課題 1:
次に示す「ちいさな風の会」についての文章から、「一昨日の続きです。「ちいさな」で始まり「また、決まりではありませんが、こんなことを話し合ってきました。」に至るまでの部分を、一字も変えずに書き写してください。

対象テキスト:

--------------------------------------------------

今日は、3月1日。今年は雪も多かったようですが、それでも3月、梅のたよりも聞かれるようになりました。コロナもまだ落ち着かず、1年の6分の1が終わってしまったことになります。 
 一昨日の続きです。「ちいさな風の会」は、ゴールを決めず、唯一の決まりが、自分のことを自分のことばで話すということだそうです。僕たちも、自分のことを自分のことばで話すことを大切にしてきました。セルフヘルプグループの原点ともいえることだと思います。

ちいさな風の会と私
                        若林一美

ゴールがない、ちいさな風の会
 「ちいさな風の会」は、方法もゴールも何もありません。
 唯一の決まりが、自分のことを自分のことばで話しましょうということくらいです。
 また、決まりではありませんが、こんなことを話し合ってきました。
 「この会に入ったことによって悲しみは癒されないかもしれない。でも少なくとも、もう一つ痛みを背負うことだけはできるだけお互いに避けていきたい」
 「明るく元気に生きよう」「悲しみを乗り越えよう」などとは言わないし、それをゴールにもしていません。こうすれば良いとか、こうしなければいけないとかもありません。ですから8年間続けられたのかなあと思うこともあるんです。
 8年間ずーっと最初の頃から会を作ってきて下さった方が、ついこの間もこうおっしゃったんですね。
 「ちいさな風の会の良いとこっていうのは、元気になろうって言わないことかしら。だから元気になれたのかもしれない」

--------------------------------------------------

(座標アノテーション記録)
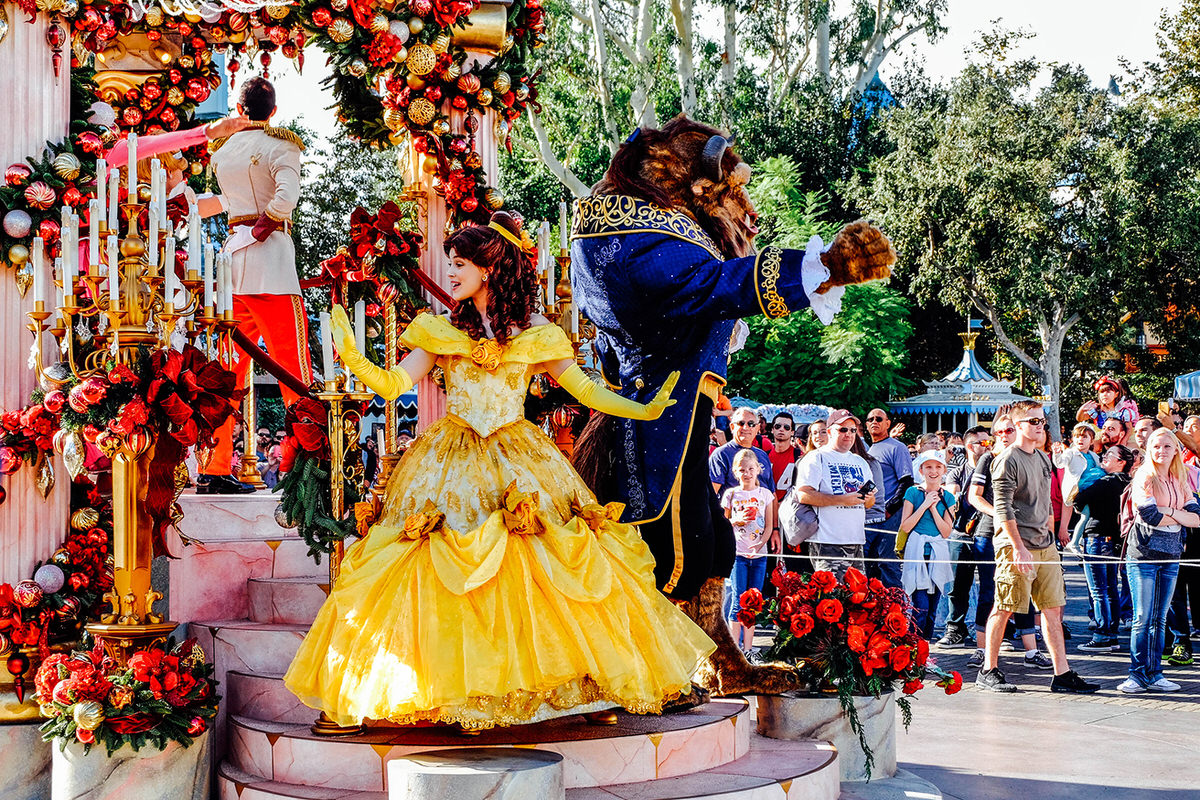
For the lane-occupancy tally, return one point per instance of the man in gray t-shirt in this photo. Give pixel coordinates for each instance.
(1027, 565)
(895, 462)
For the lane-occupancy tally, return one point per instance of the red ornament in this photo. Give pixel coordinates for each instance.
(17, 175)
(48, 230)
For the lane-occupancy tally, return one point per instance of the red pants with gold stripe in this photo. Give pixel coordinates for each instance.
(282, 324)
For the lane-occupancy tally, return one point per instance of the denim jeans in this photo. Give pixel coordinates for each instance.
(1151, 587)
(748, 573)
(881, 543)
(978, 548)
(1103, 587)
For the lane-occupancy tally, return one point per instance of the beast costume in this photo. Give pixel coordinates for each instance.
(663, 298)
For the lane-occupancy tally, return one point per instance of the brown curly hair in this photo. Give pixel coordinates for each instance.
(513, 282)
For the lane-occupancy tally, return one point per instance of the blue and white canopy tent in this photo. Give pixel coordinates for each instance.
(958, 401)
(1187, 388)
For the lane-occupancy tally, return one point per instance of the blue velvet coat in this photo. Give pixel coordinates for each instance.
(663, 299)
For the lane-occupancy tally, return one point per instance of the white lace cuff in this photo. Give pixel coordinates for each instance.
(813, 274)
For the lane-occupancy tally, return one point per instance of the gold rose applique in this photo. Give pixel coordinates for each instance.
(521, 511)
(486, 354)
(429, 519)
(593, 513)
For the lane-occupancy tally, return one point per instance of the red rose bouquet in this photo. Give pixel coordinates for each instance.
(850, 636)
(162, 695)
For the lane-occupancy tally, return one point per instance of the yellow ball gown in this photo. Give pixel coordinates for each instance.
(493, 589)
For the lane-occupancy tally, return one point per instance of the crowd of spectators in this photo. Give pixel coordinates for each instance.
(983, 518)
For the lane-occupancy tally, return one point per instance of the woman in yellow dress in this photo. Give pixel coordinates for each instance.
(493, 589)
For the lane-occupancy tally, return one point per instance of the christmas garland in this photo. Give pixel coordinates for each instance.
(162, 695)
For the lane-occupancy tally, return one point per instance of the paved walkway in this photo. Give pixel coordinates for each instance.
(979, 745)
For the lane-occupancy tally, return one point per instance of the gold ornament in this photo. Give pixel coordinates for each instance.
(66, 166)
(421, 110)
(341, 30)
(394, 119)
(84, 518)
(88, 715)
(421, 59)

--------------------------------------------------

課題 2:
上記の記録のうち、「of the yellow」を含む行から記録の末尾までの各行について、「lane-occupancy tally」を「crowd-density survey」に置き換え、それ以外は変更せずに、その範囲だけを改めて示してください。

解答例 1:
一昨日の続きです。「ちいさな風の会」は、ゴールを決めず、唯一の決まりが、自分のことを自分のことばで話すということだそうです。僕たちも、自分のことを自分のことばで話すことを大切にしてきました。セルフヘルプグループの原点ともいえることだと思います。

ちいさな風の会と私
                        若林一美

ゴールがない、ちいさな風の会
 「ちいさな風の会」は、方法もゴールも何もありません。
 唯一の決まりが、自分のことを自分のことばで話しましょうということくらいです。
 また、決まりではありませんが、こんなことを話し合ってきました。

解答例 2:
For the crowd-density survey, return one point per instance of the yellow ball gown in this photo. Give pixel coordinates for each instance.
(493, 589)
For the crowd-density survey, return one point per instance of the crowd of spectators in this photo. Give pixel coordinates for each instance.
(983, 518)
For the crowd-density survey, return one point per instance of the woman in yellow dress in this photo. Give pixel coordinates for each instance.
(493, 589)
For the crowd-density survey, return one point per instance of the christmas garland in this photo. Give pixel coordinates for each instance.
(162, 695)
For the crowd-density survey, return one point per instance of the paved walkway in this photo. Give pixel coordinates for each instance.
(979, 745)
For the crowd-density survey, return one point per instance of the gold ornament in this photo. Give pixel coordinates for each instance.
(66, 166)
(421, 110)
(341, 30)
(394, 119)
(84, 518)
(88, 715)
(421, 59)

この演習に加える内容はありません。